§ **TASK OBJECTIVE**: Pick out every line in the rows below that contains the word "gray", and copy each one. Matching is case-sensitive.

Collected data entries
+++

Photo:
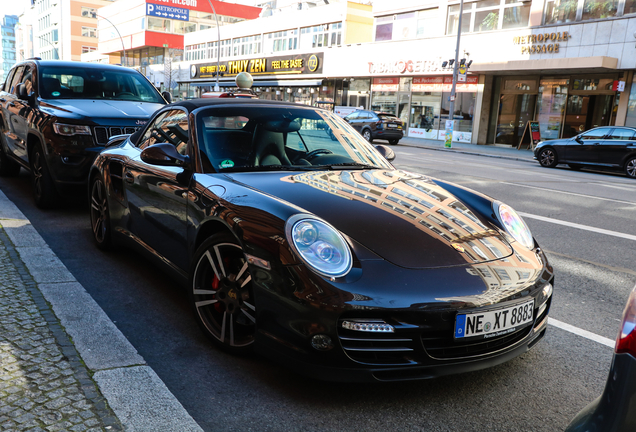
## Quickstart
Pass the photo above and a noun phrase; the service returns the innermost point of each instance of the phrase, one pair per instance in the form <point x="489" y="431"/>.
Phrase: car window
<point x="29" y="78"/>
<point x="275" y="137"/>
<point x="7" y="83"/>
<point x="16" y="79"/>
<point x="96" y="83"/>
<point x="171" y="127"/>
<point x="622" y="134"/>
<point x="595" y="134"/>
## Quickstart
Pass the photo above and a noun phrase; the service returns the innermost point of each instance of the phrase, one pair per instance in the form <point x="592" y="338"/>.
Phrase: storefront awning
<point x="597" y="64"/>
<point x="260" y="83"/>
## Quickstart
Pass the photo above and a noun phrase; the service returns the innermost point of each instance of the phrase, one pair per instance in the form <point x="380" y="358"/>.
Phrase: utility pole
<point x="451" y="109"/>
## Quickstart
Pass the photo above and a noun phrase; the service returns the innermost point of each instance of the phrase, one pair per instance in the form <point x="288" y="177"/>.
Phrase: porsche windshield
<point x="249" y="138"/>
<point x="94" y="83"/>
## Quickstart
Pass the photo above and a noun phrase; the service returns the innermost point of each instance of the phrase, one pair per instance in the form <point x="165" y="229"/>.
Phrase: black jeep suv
<point x="57" y="116"/>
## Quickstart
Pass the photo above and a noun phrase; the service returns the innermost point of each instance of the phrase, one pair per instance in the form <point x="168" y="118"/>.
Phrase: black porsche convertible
<point x="299" y="240"/>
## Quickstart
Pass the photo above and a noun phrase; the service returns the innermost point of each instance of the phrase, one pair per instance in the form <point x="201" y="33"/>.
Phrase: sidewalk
<point x="495" y="151"/>
<point x="64" y="365"/>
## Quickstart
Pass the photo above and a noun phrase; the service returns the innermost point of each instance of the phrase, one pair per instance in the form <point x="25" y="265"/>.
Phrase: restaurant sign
<point x="298" y="64"/>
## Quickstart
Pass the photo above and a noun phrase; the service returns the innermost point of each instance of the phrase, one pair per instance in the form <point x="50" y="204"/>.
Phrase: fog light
<point x="371" y="326"/>
<point x="321" y="342"/>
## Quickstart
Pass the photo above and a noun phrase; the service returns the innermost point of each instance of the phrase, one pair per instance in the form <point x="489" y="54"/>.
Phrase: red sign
<point x="385" y="84"/>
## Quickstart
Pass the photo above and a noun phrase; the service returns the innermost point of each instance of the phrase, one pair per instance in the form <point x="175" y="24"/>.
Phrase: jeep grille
<point x="103" y="133"/>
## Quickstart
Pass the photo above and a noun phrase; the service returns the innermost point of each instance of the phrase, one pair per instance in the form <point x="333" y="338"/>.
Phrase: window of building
<point x="488" y="15"/>
<point x="323" y="35"/>
<point x="89" y="32"/>
<point x="246" y="45"/>
<point x="282" y="41"/>
<point x="89" y="12"/>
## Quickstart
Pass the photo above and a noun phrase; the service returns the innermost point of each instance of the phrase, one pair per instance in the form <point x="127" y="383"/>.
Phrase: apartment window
<point x="246" y="45"/>
<point x="89" y="12"/>
<point x="321" y="36"/>
<point x="283" y="41"/>
<point x="487" y="15"/>
<point x="89" y="32"/>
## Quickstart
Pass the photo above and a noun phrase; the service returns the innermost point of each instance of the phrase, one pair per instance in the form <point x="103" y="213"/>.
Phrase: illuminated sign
<point x="167" y="12"/>
<point x="405" y="66"/>
<point x="543" y="43"/>
<point x="280" y="65"/>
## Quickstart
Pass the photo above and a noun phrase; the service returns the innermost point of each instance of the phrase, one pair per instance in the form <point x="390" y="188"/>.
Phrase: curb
<point x="131" y="388"/>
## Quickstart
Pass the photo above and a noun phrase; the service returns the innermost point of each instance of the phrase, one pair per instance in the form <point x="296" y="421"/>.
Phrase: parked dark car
<point x="57" y="116"/>
<point x="614" y="411"/>
<point x="318" y="252"/>
<point x="610" y="147"/>
<point x="376" y="125"/>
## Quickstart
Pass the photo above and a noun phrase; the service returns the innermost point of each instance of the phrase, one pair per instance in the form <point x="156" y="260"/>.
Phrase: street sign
<point x="168" y="12"/>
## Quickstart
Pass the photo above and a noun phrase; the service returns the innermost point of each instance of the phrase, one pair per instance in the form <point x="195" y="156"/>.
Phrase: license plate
<point x="493" y="323"/>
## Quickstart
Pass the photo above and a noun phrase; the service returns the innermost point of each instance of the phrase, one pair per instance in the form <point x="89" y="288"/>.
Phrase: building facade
<point x="566" y="64"/>
<point x="8" y="51"/>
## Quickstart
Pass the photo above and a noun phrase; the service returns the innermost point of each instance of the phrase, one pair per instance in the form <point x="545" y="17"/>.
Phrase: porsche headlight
<point x="513" y="224"/>
<point x="319" y="245"/>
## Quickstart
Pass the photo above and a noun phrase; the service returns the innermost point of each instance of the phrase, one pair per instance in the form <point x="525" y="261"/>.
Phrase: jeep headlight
<point x="70" y="130"/>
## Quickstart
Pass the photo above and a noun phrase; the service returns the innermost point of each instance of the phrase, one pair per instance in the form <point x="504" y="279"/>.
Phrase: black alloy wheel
<point x="221" y="293"/>
<point x="548" y="157"/>
<point x="100" y="216"/>
<point x="8" y="167"/>
<point x="366" y="134"/>
<point x="44" y="191"/>
<point x="630" y="167"/>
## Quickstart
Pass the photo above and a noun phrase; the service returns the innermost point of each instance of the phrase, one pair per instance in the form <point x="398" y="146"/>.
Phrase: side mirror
<point x="164" y="154"/>
<point x="21" y="91"/>
<point x="387" y="152"/>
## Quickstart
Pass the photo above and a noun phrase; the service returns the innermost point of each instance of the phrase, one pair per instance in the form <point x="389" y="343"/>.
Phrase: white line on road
<point x="583" y="333"/>
<point x="579" y="226"/>
<point x="569" y="193"/>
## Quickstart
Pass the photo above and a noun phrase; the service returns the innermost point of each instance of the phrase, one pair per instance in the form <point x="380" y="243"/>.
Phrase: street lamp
<point x="120" y="38"/>
<point x="454" y="63"/>
<point x="218" y="51"/>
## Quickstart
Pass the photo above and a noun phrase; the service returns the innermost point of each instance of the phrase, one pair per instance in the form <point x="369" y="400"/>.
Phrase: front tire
<point x="44" y="191"/>
<point x="366" y="134"/>
<point x="100" y="214"/>
<point x="548" y="158"/>
<point x="630" y="167"/>
<point x="221" y="294"/>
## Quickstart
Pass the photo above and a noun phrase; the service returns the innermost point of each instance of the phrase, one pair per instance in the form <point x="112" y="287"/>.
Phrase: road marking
<point x="579" y="226"/>
<point x="583" y="333"/>
<point x="571" y="193"/>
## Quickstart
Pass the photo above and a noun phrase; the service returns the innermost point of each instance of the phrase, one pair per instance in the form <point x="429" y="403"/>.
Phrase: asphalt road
<point x="539" y="391"/>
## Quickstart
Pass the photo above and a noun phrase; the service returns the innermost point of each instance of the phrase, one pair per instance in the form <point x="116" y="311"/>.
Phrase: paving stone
<point x="44" y="386"/>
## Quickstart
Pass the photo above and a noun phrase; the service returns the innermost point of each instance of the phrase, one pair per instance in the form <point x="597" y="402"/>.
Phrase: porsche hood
<point x="404" y="218"/>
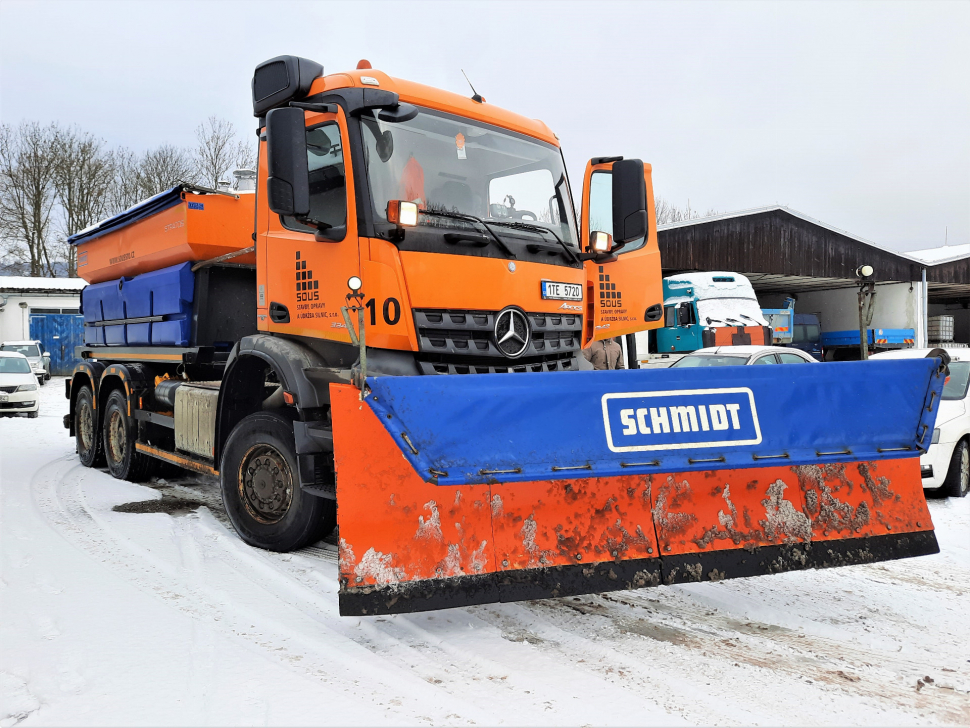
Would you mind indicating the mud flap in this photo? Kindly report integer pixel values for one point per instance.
(467, 490)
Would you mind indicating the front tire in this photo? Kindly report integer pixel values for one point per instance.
(119, 433)
(261, 487)
(957, 482)
(86, 434)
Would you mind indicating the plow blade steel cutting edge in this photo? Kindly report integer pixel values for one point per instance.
(458, 490)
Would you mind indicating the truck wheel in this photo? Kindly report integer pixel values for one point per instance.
(957, 482)
(119, 435)
(261, 487)
(86, 433)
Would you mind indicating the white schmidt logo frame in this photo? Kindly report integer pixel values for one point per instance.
(680, 445)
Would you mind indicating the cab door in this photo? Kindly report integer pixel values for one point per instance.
(306, 270)
(624, 288)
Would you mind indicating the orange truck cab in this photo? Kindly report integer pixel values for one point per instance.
(456, 216)
(399, 230)
(402, 230)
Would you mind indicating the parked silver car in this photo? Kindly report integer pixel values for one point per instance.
(725, 356)
(40, 360)
(946, 465)
(18, 390)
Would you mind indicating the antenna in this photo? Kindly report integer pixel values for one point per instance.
(475, 95)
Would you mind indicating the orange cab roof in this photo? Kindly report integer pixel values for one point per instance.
(421, 95)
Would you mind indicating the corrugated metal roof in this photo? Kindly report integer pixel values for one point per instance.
(911, 255)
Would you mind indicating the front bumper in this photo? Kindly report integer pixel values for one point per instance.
(18, 402)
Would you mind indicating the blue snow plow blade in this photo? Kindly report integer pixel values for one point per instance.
(549, 426)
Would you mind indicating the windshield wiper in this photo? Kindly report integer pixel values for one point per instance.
(472, 218)
(539, 229)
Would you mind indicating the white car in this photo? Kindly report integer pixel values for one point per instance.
(18, 386)
(726, 356)
(946, 465)
(40, 360)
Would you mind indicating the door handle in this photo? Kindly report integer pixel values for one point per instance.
(278, 313)
(653, 313)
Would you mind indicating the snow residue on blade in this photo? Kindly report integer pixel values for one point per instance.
(477, 561)
(669, 496)
(375, 567)
(430, 528)
(782, 518)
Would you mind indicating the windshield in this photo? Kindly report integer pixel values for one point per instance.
(25, 349)
(730, 312)
(806, 334)
(711, 361)
(13, 365)
(956, 383)
(450, 164)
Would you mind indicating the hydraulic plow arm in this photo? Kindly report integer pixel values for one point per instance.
(468, 490)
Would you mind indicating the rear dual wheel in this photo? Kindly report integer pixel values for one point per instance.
(119, 433)
(261, 487)
(86, 434)
(957, 483)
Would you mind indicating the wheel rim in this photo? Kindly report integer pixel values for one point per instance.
(117, 436)
(964, 469)
(85, 426)
(265, 484)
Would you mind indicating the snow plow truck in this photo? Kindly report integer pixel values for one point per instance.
(384, 338)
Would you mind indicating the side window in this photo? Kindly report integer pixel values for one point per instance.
(328, 187)
(670, 316)
(601, 209)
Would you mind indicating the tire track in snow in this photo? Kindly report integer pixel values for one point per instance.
(593, 642)
(214, 577)
(287, 638)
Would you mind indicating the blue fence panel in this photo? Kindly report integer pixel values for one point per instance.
(59, 333)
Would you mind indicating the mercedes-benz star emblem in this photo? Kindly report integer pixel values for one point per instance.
(512, 332)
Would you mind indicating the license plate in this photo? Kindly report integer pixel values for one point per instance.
(562, 291)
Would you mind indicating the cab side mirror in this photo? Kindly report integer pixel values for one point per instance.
(629, 201)
(683, 315)
(288, 180)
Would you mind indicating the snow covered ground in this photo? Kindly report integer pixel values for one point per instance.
(126, 604)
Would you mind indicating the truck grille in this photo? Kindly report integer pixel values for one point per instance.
(463, 342)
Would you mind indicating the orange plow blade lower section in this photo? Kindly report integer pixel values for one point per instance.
(409, 545)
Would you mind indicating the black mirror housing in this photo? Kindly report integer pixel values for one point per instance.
(629, 201)
(282, 79)
(683, 315)
(288, 180)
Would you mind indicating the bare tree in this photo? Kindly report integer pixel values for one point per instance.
(668, 213)
(84, 174)
(163, 167)
(28, 157)
(245, 155)
(126, 189)
(216, 152)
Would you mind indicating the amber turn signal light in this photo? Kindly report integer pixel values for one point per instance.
(600, 242)
(402, 213)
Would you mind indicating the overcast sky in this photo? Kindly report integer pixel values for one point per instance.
(857, 114)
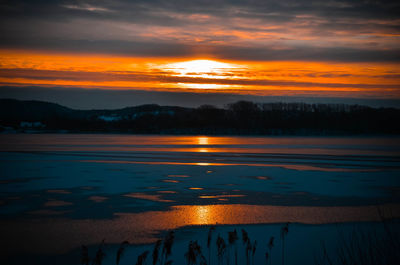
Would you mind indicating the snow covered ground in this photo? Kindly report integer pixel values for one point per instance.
(61, 191)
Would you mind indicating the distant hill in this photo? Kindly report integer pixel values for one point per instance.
(240, 118)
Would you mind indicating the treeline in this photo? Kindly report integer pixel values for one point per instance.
(240, 118)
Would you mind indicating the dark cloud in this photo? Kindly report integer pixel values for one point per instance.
(109, 99)
(245, 30)
(151, 77)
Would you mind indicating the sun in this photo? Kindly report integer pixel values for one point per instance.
(200, 68)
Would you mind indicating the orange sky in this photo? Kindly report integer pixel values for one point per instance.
(330, 79)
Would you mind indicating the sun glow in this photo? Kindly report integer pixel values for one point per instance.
(201, 68)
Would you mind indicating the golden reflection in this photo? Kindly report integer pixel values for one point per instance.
(203, 214)
(140, 228)
(202, 164)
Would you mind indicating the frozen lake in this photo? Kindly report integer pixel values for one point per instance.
(59, 191)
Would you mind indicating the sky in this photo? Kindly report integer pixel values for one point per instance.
(117, 53)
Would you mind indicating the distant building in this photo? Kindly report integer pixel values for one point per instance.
(33, 124)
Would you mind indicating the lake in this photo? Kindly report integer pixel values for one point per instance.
(61, 191)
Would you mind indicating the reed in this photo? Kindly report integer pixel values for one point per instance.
(121, 251)
(209, 238)
(284, 232)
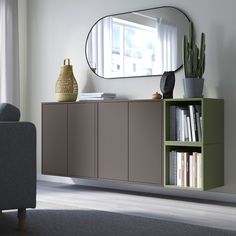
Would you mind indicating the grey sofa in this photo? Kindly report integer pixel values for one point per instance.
(17, 168)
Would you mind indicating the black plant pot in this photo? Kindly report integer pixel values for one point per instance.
(167, 84)
(193, 87)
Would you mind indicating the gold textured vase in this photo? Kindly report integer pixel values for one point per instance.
(66, 85)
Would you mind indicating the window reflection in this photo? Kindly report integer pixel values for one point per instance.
(136, 44)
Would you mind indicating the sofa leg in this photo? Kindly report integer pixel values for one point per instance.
(21, 219)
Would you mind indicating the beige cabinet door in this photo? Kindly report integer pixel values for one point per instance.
(145, 142)
(54, 139)
(113, 140)
(82, 140)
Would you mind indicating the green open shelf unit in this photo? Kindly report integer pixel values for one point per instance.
(211, 145)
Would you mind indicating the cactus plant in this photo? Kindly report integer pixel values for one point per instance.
(193, 58)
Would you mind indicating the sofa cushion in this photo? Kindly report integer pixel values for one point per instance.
(8, 112)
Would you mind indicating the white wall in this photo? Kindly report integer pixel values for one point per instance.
(58, 28)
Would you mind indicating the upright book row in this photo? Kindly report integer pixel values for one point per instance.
(185, 123)
(185, 169)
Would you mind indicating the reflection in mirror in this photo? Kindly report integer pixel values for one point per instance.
(141, 43)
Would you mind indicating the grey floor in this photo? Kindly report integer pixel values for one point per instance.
(60, 196)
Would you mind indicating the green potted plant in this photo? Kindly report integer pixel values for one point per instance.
(194, 64)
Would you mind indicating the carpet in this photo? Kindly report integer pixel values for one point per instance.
(99, 223)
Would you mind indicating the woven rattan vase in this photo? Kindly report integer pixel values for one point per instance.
(66, 85)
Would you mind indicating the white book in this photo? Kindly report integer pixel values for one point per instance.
(94, 98)
(193, 122)
(172, 168)
(189, 129)
(191, 183)
(195, 167)
(199, 170)
(182, 126)
(186, 135)
(178, 124)
(199, 130)
(179, 169)
(98, 94)
(186, 169)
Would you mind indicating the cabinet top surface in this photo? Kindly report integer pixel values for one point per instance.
(106, 101)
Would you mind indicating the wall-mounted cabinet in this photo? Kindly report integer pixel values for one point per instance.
(193, 143)
(115, 140)
(145, 142)
(123, 140)
(113, 143)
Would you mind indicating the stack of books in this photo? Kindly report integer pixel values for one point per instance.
(97, 96)
(185, 169)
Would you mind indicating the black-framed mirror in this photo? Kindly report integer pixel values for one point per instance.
(139, 43)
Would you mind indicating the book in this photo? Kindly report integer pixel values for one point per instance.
(191, 182)
(98, 95)
(94, 98)
(173, 168)
(189, 129)
(195, 170)
(199, 130)
(199, 170)
(173, 136)
(180, 169)
(186, 169)
(193, 123)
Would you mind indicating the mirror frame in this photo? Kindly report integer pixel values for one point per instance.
(125, 77)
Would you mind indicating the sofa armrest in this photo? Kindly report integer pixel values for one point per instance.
(17, 165)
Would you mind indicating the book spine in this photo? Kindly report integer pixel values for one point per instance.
(199, 170)
(179, 169)
(173, 168)
(189, 129)
(191, 183)
(173, 123)
(193, 122)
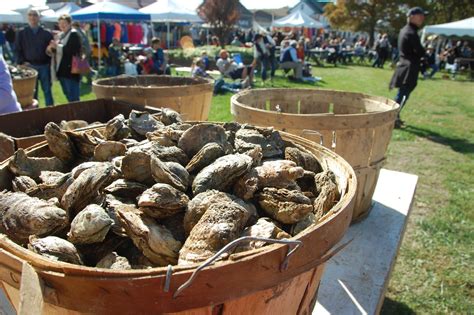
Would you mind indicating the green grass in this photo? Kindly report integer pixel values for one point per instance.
(433, 272)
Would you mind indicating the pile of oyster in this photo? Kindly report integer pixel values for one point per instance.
(152, 191)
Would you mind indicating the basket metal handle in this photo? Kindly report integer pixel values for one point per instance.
(293, 245)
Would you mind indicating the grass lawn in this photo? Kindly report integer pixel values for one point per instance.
(433, 272)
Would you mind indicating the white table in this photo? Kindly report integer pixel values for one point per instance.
(356, 279)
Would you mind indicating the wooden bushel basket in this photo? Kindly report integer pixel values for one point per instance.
(356, 126)
(269, 280)
(191, 97)
(25, 89)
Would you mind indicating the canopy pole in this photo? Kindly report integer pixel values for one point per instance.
(168, 35)
(98, 43)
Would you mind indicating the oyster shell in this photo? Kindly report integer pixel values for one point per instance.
(264, 227)
(222, 173)
(201, 202)
(84, 143)
(249, 138)
(278, 173)
(23, 183)
(328, 193)
(169, 173)
(117, 129)
(114, 261)
(143, 122)
(107, 150)
(197, 136)
(21, 164)
(59, 143)
(86, 187)
(162, 200)
(52, 188)
(136, 167)
(219, 225)
(154, 240)
(285, 206)
(22, 216)
(304, 159)
(55, 248)
(125, 188)
(208, 154)
(91, 225)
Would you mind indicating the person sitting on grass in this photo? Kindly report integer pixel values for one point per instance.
(229, 68)
(289, 60)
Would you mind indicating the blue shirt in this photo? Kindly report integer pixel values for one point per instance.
(8, 101)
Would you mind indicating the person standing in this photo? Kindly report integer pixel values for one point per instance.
(411, 51)
(31, 44)
(67, 47)
(8, 100)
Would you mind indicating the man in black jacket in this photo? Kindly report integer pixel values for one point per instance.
(411, 51)
(31, 44)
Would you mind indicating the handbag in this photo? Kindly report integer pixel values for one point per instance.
(80, 66)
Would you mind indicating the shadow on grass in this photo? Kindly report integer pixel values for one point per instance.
(390, 307)
(457, 144)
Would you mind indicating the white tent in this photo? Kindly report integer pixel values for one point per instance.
(169, 11)
(7, 16)
(68, 8)
(459, 28)
(297, 19)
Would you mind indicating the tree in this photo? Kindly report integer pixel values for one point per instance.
(221, 15)
(370, 15)
(445, 11)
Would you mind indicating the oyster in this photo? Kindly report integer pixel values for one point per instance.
(278, 173)
(328, 193)
(86, 187)
(143, 122)
(265, 228)
(208, 154)
(222, 174)
(22, 216)
(220, 224)
(84, 143)
(249, 138)
(285, 206)
(162, 200)
(136, 167)
(90, 225)
(125, 188)
(154, 240)
(201, 202)
(169, 116)
(114, 261)
(21, 164)
(117, 129)
(169, 173)
(197, 136)
(59, 143)
(73, 124)
(107, 150)
(23, 183)
(55, 248)
(304, 159)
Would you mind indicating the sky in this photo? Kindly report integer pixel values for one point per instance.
(249, 4)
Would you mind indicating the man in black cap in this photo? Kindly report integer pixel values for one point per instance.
(411, 52)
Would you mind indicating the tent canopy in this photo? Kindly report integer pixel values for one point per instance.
(170, 11)
(109, 11)
(459, 28)
(297, 19)
(7, 16)
(68, 8)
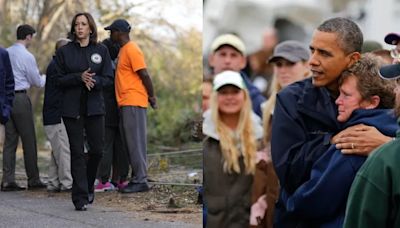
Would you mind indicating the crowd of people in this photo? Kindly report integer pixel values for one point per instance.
(94, 111)
(319, 150)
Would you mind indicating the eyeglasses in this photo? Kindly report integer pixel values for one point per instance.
(395, 53)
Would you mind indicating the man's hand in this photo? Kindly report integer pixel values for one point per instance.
(153, 102)
(87, 78)
(359, 139)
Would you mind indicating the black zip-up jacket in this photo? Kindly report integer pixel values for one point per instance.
(71, 61)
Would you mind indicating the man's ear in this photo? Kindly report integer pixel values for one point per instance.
(211, 59)
(354, 57)
(373, 102)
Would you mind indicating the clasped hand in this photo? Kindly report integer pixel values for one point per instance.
(88, 79)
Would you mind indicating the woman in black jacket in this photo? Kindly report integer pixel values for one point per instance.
(83, 68)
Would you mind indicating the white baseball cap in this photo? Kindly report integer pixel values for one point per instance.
(228, 39)
(228, 78)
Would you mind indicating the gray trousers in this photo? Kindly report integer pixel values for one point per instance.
(134, 136)
(60, 161)
(20, 125)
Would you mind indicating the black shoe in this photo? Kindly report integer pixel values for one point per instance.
(36, 185)
(91, 198)
(81, 208)
(9, 187)
(53, 190)
(135, 187)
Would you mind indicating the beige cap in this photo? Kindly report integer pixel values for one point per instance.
(228, 78)
(228, 39)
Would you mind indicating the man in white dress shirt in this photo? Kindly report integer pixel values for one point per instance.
(21, 124)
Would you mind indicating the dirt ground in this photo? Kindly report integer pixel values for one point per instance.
(161, 203)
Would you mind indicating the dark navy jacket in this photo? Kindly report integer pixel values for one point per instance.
(256, 97)
(6, 86)
(304, 121)
(321, 201)
(71, 60)
(52, 97)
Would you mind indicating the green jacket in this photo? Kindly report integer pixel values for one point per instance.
(374, 199)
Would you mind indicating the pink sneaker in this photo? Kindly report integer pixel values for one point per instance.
(122, 184)
(100, 187)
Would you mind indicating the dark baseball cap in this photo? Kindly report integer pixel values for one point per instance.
(24, 30)
(390, 71)
(392, 38)
(119, 25)
(291, 50)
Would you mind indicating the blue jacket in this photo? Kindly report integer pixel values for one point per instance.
(256, 97)
(321, 201)
(304, 121)
(52, 103)
(71, 60)
(6, 86)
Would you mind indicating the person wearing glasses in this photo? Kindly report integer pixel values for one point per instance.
(393, 39)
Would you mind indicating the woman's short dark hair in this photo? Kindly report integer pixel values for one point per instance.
(92, 25)
(366, 71)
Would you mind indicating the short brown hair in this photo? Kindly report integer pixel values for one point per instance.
(369, 84)
(92, 25)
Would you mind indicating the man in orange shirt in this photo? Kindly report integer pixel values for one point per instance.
(134, 92)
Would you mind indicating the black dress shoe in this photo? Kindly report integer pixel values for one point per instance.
(36, 185)
(135, 187)
(91, 198)
(9, 187)
(81, 208)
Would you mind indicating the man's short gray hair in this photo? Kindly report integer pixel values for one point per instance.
(350, 37)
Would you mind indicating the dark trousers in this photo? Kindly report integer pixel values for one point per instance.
(21, 124)
(115, 155)
(84, 166)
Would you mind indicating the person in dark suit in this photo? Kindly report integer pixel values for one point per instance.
(83, 70)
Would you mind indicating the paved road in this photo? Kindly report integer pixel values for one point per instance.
(21, 209)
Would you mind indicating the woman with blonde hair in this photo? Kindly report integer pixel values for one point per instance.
(232, 131)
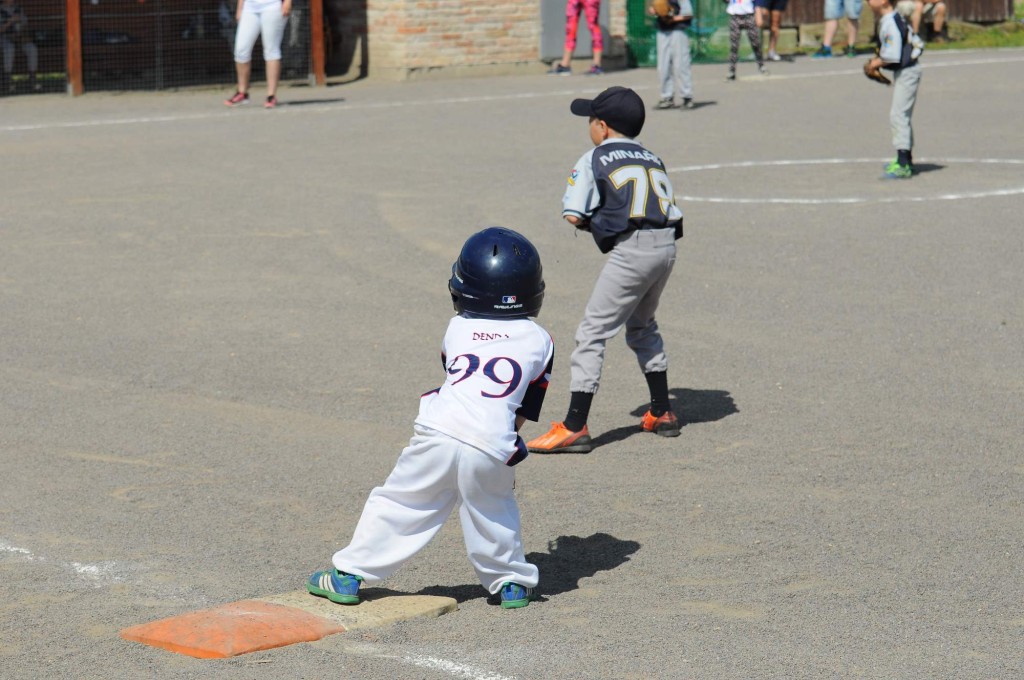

+++

§ **SOLUTION TO THE PROBLEM**:
Would you mind indicating the gray trousers in this photo? Kindly report integer pixel values for one point per instance.
Would you mind indicating the man's short gray hair in this photo? Kindly report integer pixel values for one point per instance.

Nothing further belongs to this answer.